– di Assunta Urbano –
In questo 2020, i giorni ci sembrano tutti uguali tra loro ed è difficile distinguere persino un mese dall’altro. Sembra che il tempo si sia fermato, bloccato. Ma che cos’è in fin dei conti il tempo? È un aspetto oggettivo o soggettivo della nostra realtà? Tanti sono stati i filosofi che hanno speso la loro vita su questo aspetto, dandone una personale considerazione. Un concetto spesso ripreso anche nell’arte, nella letteratura e nella musica.
Oggi prendiamo il caso di Tōru, che recentemente ha dedicato una canzone a questo argomento così complesso e su cui ci sarebbero infinite pagine da scrivere.
Ma prima facciamo un passo indietro: chi è Tōru?
Tōru Watanabe è il protagonista dello splendido romanzo di Haruki Murakami, intitolato Norwegian Wood. Si tratta di un ragazzo innamorato della letteratura americana e incastrato tra due donne, Midori e Naoko.
Ecco, in realtà non è questo il personaggio di cui stiamo parlando, ma è quello da cui Elia Vitarelli ha preso ispirazione per il suo nome d’arte, dando al suo progetto musicale, per l’appunto, l’appellativo di Tōru.
Il suo lavoro da solista nasce in seguito alla precedente esperienza con la band Fiori di Hiroshima. Dopo anni di studi, riarrangiamenti, il giovane pubblica il 28 febbraio 2020 il suo disco d’esordio, Domani.
A distanza di mesi, il 20 novembre esce Il Tempo, con la firma non solo del toscano, ma unita anche a quella di Lucio Leoni. Il cantautore ha prestato al brano, infatti, penna e voce per raccontare questa storia particolare.
Per entrare al meglio nel pezzo e per altre curiosità, abbiamo parlato con Elia Vitarelli.
Vorrei cominciare l’intervista con una domanda che di solito evito, perché mi sembra un po’ banale, ma nel tuo caso non posso farne a meno. Il tuo progetto porta il nome di Tōru, il Watanabe di Norwegian Wood di Haruki Murakami. Perché questa scelta? E in che modo la tua musica si fonde con la letteratura?
Dato che ho risposto più volte a questa domanda ho già un po’ la risposta pronta. La scelta fu presa in un momento in cui quel libro e le atmosfere che aveva ritagliato erano molto in linea con quello che stavo cercando di comunicare a livello di scrittura musicale. Come fa Murakami, ma come secondo me in generale l’arte fa, c’è un mescolarsi di atmosfere molto sognanti e anche di bellezza con stati della vita che in realtà sono più crudi, a volte spiacevoli. Cercavo di comunicare musicalmente questo contrasto, per questo ho deciso di adottare questo nome. Poi, per quanto riguarda la letteratura, io leggo tanti generi differenti. L’ultimo libro che ho letto è una serie di racconti sui viaggi spaziali, in cui ci sono vari autori. Mi piace molto questo contesto perché cerco sempre una dimensione in cui si riesca a trattare la natura umana, anche tramite altre storie. Questo lo si fa anche nel cinema, forse anche di più per certi versi.

▸ **Materiale archiviato**
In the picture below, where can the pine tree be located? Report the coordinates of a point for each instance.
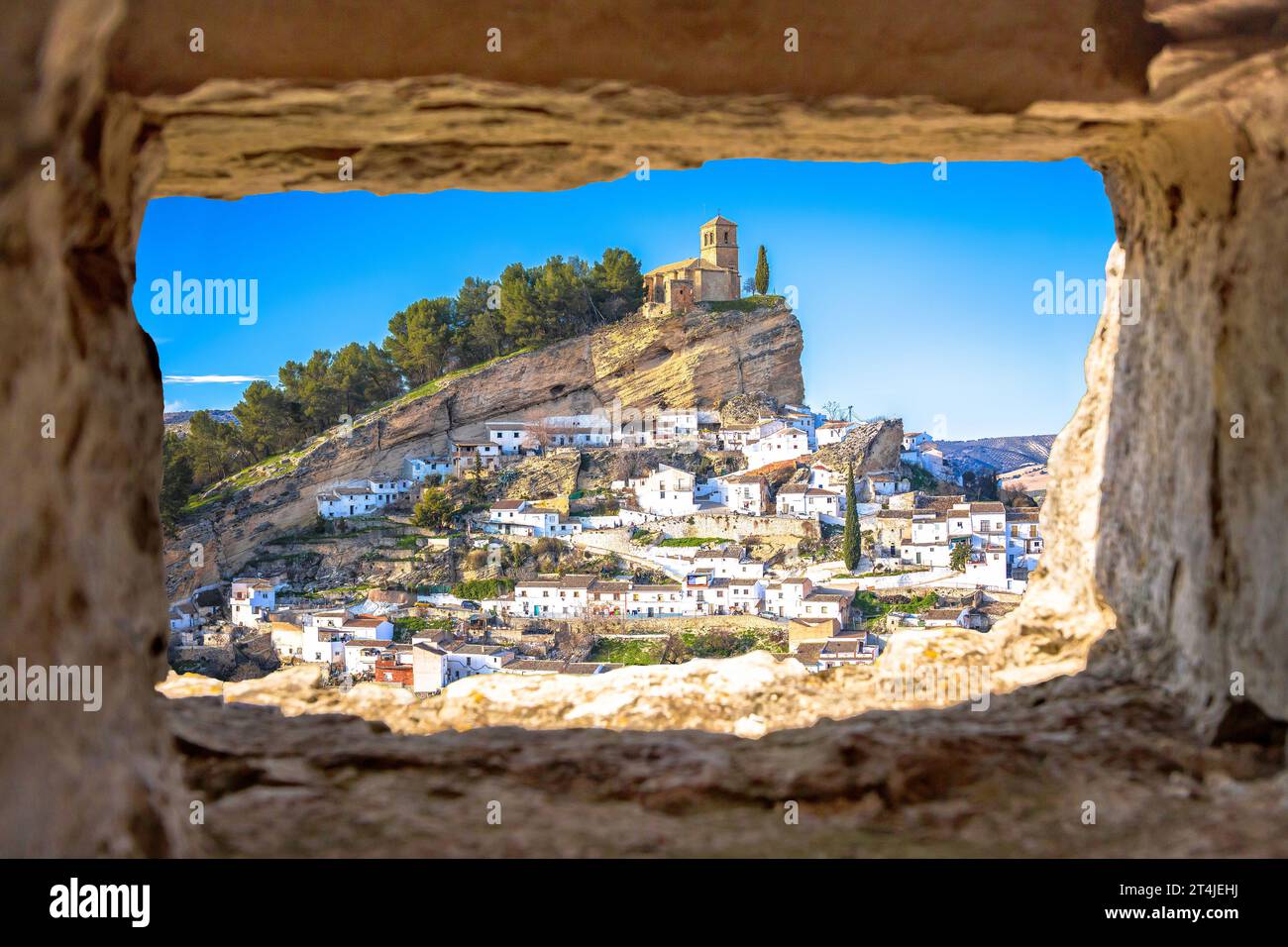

==

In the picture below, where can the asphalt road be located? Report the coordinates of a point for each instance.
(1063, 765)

---

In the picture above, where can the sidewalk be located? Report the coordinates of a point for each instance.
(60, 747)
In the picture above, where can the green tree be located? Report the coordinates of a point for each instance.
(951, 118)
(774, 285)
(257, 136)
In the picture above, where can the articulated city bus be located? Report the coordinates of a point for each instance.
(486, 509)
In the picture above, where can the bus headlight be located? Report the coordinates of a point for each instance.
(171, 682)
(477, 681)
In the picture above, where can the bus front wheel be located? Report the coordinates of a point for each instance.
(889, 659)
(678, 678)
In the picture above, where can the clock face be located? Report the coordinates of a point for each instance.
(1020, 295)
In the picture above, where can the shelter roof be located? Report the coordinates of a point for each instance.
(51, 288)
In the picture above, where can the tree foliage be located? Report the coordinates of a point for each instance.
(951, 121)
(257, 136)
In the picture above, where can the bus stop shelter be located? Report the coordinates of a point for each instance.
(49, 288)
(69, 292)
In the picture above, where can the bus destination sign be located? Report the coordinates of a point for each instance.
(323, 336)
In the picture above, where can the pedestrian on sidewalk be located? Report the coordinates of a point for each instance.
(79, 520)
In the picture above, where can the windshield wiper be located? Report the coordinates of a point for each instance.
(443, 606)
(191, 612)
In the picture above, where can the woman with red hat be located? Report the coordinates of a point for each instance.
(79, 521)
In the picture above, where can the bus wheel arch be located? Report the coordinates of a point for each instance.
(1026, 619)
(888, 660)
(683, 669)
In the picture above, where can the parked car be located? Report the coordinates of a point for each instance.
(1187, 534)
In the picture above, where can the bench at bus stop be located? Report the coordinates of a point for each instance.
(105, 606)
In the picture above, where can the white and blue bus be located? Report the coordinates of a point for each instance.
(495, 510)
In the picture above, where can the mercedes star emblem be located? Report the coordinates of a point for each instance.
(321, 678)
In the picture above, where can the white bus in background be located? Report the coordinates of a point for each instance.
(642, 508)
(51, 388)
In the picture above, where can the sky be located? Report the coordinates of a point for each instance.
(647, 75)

▸ **Richiesta**
Per favore, prosegui l'intervista a Tōru partendo subito dopo l'ultima risposta riportata.

▸ **Soluzione esercizio**
Parlando di cinema, ti piacerebbe realizzare la colonna sonora per qualche film? Se sì, a quale regista punteresti?
Sicuramente mi piacerebbe, anche se servirebbero delle competenze per poter fare una cosa del genere. Si tratta di un percorso diverso rispetto allo scrivere canzoni. Ci sono molti registi che a me piacciono, anche se alcuni sono morti. In generale ti direi che dipende un po’ dal momento della vita. Musicalmente devo dire che Paolo Sorrentino sceglie sempre delle ottime colonne sonore, quindi è chiaro che non mi dispiacerebbe. Poi dipende dai film di cui si parla. Se si va all’estero ci sono mille registi che mi possono venire in mente. Non ti dico Carpenter, perché la colonna sonora lui se la fa da solo.
Un progetto ancora più ambizioso, no?
Tornando a te, venerdì 20 novembre è uscito il pezzo Il Tempo, che ti ha visto collaborare con Lucio Leoni. Prima di tutto, vorrei mi parlassi della tua concezione personale del tempo.
Questo è un discorso che potrebbe essere molto ampio. Se vogliamo buttarla su un fronte filosofico c’è tutta una riflessione alla base. Il tempo è piuttosto relativo come concetto. Però, rimanendo su una dimensione più umana, si può dire che è qualcosa che dovremmo imparare a vivere, come ha ben descritto Lucio nella canzone. Dovremmo riuscire a ritagliarci dello spazio. A volte dimentichiamo che passa, ci passa addosso, non ci rendiamo conto che molto lo stiamo perdendo. È nostra responsabilità cercare di viverlo al meglio. Questo è anche un po’ quello che ho cercato di dire nel disco che ho pubblicato, in cui c’è una riflessione su cosa è il domani, visto come un’opportunità. Sullo scorrere del tempo io sono in primis uno dei più ansiogeni. Però questo mi fa ancora essere più convinto del fatto che va vissuto al meglio.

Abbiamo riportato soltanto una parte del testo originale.